A block of data

________________________

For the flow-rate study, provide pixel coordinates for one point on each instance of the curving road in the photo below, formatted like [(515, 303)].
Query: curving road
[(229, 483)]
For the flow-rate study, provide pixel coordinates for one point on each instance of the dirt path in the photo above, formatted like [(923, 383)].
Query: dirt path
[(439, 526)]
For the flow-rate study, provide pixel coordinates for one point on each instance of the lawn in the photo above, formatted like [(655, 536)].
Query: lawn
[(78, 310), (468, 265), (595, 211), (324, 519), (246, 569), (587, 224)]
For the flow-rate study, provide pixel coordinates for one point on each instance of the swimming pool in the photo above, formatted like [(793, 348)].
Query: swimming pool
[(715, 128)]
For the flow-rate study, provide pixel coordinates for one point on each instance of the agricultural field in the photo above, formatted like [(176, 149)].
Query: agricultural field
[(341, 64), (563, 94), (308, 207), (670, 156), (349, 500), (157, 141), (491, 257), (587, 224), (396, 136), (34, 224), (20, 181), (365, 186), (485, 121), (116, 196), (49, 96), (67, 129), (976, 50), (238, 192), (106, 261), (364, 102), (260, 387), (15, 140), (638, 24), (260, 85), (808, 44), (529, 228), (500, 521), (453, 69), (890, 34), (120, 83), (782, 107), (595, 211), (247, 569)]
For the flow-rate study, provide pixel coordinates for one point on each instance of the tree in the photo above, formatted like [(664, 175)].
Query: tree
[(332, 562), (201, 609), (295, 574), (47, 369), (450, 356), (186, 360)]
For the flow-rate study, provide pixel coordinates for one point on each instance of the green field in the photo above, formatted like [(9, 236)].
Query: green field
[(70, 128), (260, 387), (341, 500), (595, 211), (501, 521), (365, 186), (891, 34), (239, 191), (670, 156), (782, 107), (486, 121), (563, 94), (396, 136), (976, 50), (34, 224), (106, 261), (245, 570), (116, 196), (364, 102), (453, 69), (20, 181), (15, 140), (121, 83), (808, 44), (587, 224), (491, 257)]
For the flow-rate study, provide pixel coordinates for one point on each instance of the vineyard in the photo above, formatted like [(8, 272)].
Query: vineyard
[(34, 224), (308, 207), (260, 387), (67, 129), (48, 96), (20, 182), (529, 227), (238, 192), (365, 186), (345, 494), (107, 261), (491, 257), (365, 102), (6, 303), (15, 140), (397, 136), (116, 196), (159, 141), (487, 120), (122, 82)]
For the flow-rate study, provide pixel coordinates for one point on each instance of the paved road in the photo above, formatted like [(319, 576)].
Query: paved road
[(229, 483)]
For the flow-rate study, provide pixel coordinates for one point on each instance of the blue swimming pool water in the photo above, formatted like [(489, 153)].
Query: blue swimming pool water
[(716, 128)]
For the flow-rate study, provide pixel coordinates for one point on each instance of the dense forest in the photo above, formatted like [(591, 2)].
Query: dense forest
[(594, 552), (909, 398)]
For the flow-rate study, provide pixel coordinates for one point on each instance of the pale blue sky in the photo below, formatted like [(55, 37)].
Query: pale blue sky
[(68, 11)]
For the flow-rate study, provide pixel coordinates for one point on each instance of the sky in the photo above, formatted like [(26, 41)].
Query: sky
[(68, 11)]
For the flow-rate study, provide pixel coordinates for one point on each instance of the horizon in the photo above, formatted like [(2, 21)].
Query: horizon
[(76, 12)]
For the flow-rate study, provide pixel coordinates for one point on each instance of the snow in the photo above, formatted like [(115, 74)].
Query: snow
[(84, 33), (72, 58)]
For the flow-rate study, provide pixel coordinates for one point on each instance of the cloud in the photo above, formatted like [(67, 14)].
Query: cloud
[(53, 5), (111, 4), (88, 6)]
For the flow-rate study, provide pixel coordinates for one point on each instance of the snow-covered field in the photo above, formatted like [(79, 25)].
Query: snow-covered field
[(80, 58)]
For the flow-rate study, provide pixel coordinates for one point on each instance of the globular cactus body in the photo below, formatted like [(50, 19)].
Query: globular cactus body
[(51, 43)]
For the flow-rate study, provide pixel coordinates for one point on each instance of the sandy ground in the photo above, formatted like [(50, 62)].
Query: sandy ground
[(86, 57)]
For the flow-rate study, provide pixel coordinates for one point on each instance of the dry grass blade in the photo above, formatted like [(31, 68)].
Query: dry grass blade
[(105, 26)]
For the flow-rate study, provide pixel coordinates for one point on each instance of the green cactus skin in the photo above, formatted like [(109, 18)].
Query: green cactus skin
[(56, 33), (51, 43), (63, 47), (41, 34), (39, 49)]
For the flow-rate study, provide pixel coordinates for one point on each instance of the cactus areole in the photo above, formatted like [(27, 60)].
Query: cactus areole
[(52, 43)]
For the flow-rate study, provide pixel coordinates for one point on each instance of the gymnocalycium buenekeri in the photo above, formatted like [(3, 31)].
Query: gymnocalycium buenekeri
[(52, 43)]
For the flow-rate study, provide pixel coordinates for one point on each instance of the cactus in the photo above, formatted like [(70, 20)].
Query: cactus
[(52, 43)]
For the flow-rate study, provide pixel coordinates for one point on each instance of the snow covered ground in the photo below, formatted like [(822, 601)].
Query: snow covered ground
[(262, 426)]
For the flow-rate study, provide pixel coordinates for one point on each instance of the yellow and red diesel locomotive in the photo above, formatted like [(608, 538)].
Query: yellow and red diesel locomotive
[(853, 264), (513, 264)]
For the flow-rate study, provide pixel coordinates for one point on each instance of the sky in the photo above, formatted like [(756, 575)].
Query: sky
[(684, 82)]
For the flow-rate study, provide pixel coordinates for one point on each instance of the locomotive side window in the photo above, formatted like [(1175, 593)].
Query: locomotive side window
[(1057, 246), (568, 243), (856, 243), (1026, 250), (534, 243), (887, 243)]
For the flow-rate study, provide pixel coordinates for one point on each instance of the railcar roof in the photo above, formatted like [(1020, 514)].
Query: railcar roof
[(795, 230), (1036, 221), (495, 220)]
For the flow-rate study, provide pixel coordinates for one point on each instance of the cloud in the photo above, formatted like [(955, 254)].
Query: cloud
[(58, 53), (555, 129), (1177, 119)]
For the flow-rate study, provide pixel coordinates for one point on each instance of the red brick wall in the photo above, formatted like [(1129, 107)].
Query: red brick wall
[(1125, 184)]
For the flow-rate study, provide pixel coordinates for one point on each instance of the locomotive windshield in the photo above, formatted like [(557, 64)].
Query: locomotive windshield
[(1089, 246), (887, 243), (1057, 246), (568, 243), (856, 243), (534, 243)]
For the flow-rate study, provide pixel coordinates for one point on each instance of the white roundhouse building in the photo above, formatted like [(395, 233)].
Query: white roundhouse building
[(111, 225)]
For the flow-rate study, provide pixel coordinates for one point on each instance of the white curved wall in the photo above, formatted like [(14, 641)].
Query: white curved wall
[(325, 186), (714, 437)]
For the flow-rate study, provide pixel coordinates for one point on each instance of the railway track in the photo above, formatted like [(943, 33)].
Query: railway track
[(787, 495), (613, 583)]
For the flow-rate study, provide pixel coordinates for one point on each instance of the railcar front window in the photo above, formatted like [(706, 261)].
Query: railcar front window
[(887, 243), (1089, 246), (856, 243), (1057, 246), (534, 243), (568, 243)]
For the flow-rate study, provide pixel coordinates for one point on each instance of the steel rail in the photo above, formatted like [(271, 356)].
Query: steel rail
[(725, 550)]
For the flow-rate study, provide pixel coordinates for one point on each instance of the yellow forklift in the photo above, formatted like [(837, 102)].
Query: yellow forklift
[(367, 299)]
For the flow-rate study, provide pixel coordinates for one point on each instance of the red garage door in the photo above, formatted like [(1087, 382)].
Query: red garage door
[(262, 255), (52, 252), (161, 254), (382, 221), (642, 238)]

________________________

▶ WHAT IS EXPECTED:
Could you set down all of the items above again, unchanged and line for line?

▶ RESPONSE BELOW:
For the flow-rate study, provide pixel coordinates for one point on each instance of the curving road in the photo below, formatted like [(515, 303)].
Query: curving road
[(229, 483)]
For the flow-rate study, provide pixel coordinates for one point on each instance of the dirt path in the photo above, formatted like [(923, 383)].
Query: dirt path
[(439, 526)]
For the flow-rate study, provide pixel coordinates for one point on each instance of the lawn in the photo above, formatted like [(655, 536)].
Query: lawn
[(78, 310), (468, 265), (595, 211), (324, 519), (246, 569), (587, 224)]
For the flow-rate study, provide pixel coordinates for one point on each instance of the swimming pool in the photo above, formatted like [(793, 348)].
Query: swimming pool
[(715, 128)]
For the flow-rate study, provide pixel coordinates for one point on each instance of the agricultural field in the photo above, formatted like [(176, 149)].
Query: agricultural field
[(341, 64), (563, 94), (308, 207), (670, 156), (349, 500), (157, 141), (491, 257), (587, 224), (396, 136), (34, 224), (20, 181), (365, 186), (485, 121), (116, 196), (49, 96), (67, 129), (976, 50), (238, 192), (106, 261), (364, 102), (260, 387), (15, 140), (638, 24), (260, 85), (808, 44), (529, 228), (500, 521), (453, 69), (890, 34), (120, 83), (782, 107), (595, 211), (247, 569)]
For the flow-rate study, provide pixel coordinates for one point on each instance of the tree in the photo above, formatted like [(664, 175)].
Query: tree
[(332, 562), (201, 609), (295, 574), (47, 369), (450, 356), (186, 360)]
For the flow-rate study, provide pixel coordinates for one point on each instance of the green field in the photo above, formatted like [(9, 236)].
Query: green field
[(70, 128), (260, 387), (341, 500), (595, 211), (501, 521), (365, 186), (891, 34), (239, 191), (670, 156), (782, 107), (486, 121), (563, 94), (396, 136), (976, 50), (34, 224), (106, 261), (245, 570), (116, 196), (364, 102), (453, 69), (20, 181), (15, 140), (121, 83), (808, 44), (587, 224), (491, 257)]
For the flow-rate study, provide pixel coordinates for one point on each instance of the vineyard in the photo above, formatted like [(8, 272)].
Query: vineyard
[(34, 224), (308, 207), (260, 387), (67, 129), (48, 96), (20, 182), (529, 227), (238, 192), (365, 186), (345, 494), (107, 261), (491, 257), (365, 102), (6, 303), (15, 140), (397, 136), (116, 196), (159, 141), (487, 120), (122, 82)]
For the flow-rate study, provide pixel coordinates for one point on each instance of the paved road in the photo above, formatted like [(319, 576)].
Query: paved road
[(229, 483)]
For the flow-rate study, provide pixel coordinates for one point on each instance of the blue swimming pool water in the photo above, formatted like [(489, 153)].
Query: blue swimming pool water
[(716, 128)]
For the flow-rate study, provide pixel coordinates for one point on each instance of the dense forest in the photo above, formatted like [(591, 2)].
Query: dense forest
[(594, 552), (909, 398)]
For the flow-rate study, provide pixel coordinates for one point on each instance of the pale blue sky in the photo below, formatted like [(55, 37)].
Query: pale blue sky
[(68, 11)]
For the flow-rate study, provide pixel coordinates for one point on each instance of the sky in the photo above, formatted like [(26, 41)].
Query: sky
[(68, 11)]
For the flow-rate study, provide pixel coordinates for one point on each instance of the horizon in the photo above, formatted like [(2, 21)].
Query: horizon
[(76, 12)]
For the flow-rate study, provide pixel coordinates for one point on each instance of the snow in the photo above, formatted like [(115, 74)].
Query: snow
[(84, 33), (72, 58)]
For the flow-rate study, provide pixel coordinates for one point on each instance of the cloud in the photo above, formatted like [(67, 14)].
Query: cloud
[(53, 5), (111, 4), (88, 6)]
For the flow-rate study, provide pixel coordinates for one point on each instance of the snow-covered field in the photo above, formatted like [(79, 25)].
Query: snow-covered field
[(80, 58)]
For the flow-rate study, provide pixel coordinates for one point on each instance of the globular cactus body in the photo below, formatted like [(50, 19)].
Query: globular cactus body
[(51, 43)]
For the flow-rate study, provide pixel coordinates for one point on each instance of the sandy ground in the photo above, formatted like [(50, 62)].
Query: sandy ground
[(86, 57)]
For the flow-rate study, provide pixel coordinates for one point on each instance of the dry grass blade in the photo above, formatted like [(31, 68)].
Query: dry grass blade
[(105, 26)]
For the flow-rate study, provide pixel coordinates for one point on each instance of the green cactus skin in the photo above, formatted like [(109, 18)].
Query: green cactus skin
[(56, 33), (51, 43), (63, 47), (41, 34), (39, 49)]
For the flow-rate study, provide pixel coordinates for one point on each instance of the cactus areole in the photo above, formatted like [(27, 60)].
Query: cactus areole
[(52, 43)]
For the flow-rate study, provide pixel coordinates for one point on each instance of the gymnocalycium buenekeri in the photo above, formatted like [(3, 31)].
Query: gymnocalycium buenekeri
[(52, 43)]
For the flow-rate study, provide pixel coordinates for one point on each instance of the cactus in the photo above, formatted like [(70, 20)].
Query: cactus
[(52, 43)]
For the flow-rate study, provide pixel coordinates for one point on each instance of the snow covered ground in the photo below, formatted like [(822, 601)].
Query: snow covered ground
[(262, 426)]
For the flow-rate study, provide pixel coordinates for one point on each instance of the yellow and red diesel locomotive in the photo above, formatted like [(608, 538)].
Query: yellow and red diesel locomotive
[(853, 264), (513, 264)]
For the flow-rate study, provide pixel coordinates for one point on each instance of the sky in the photo above, formatted like [(756, 575)].
Query: sky
[(684, 82)]
For the flow-rate study, provide pixel coordinates for one point on each instance of the locomotive side window in the photo above, formatted like [(1175, 593)].
Query: locomotive side window
[(1057, 246), (568, 243), (856, 243), (1026, 250), (534, 243), (887, 243)]
For the flow-rate study, provide pixel coordinates for one point on each instance of the railcar roof in the photo above, formatted like [(1020, 514)].
Query: railcar roof
[(795, 230), (1036, 221), (495, 220)]
For the flow-rate study, provide pixel coordinates for one point on each instance of the cloud in the photo above, formatted like [(955, 254)].
Query: cloud
[(58, 53), (555, 129), (1177, 119)]
For the flow-rate study, provide pixel coordinates for one point on each instance of the red brick wall in the photo above, formatted like [(1129, 107)].
Query: red brick wall
[(1125, 184)]
For the flow-rate study, provide pixel coordinates for one point on each instance of the locomotive windshield in the photo above, formatted like [(557, 64)].
Query: locomotive windshield
[(1089, 246), (887, 243), (1057, 246), (568, 243), (856, 243), (534, 243)]
For the flow-rate study, provide pixel coordinates for one point on each instance of the white roundhouse building in the photo above, formatted like [(395, 233)].
Query: white roundhouse building
[(111, 225)]
For the flow-rate study, provide pixel coordinates for one point on each instance of the white curved wall in the photo above, formatted like [(14, 641)].
Query: white curved wall
[(325, 186), (714, 437)]
For the flow-rate study, provide pixel coordinates for one point on each instance of the railway track in the photo above, formatted like [(943, 33)].
Query: railway track
[(787, 495), (613, 583)]
For the flow-rate study, provide pixel coordinates for one point on each instance of the railcar front window in the photo above, formatted like [(706, 261)].
Query: railcar front window
[(887, 243), (1089, 246), (856, 243), (1057, 246), (534, 243), (568, 243)]
For the flow-rate study, provide pixel coordinates for one point on each instance of the steel rail in the photo above, formatted like [(271, 356)].
Query: steel rail
[(725, 550)]
For the flow-rate study, provide pixel coordinates for one point on each instance of the yellow forklift in the photo above, formatted like [(837, 102)].
Query: yellow forklift
[(367, 299)]
For the flow-rate study, provide pixel coordinates for one point on each instance of the red garage door in the photo above, formatted like [(1087, 382)].
Query: red garage door
[(262, 255), (52, 252), (161, 254), (382, 221), (642, 238)]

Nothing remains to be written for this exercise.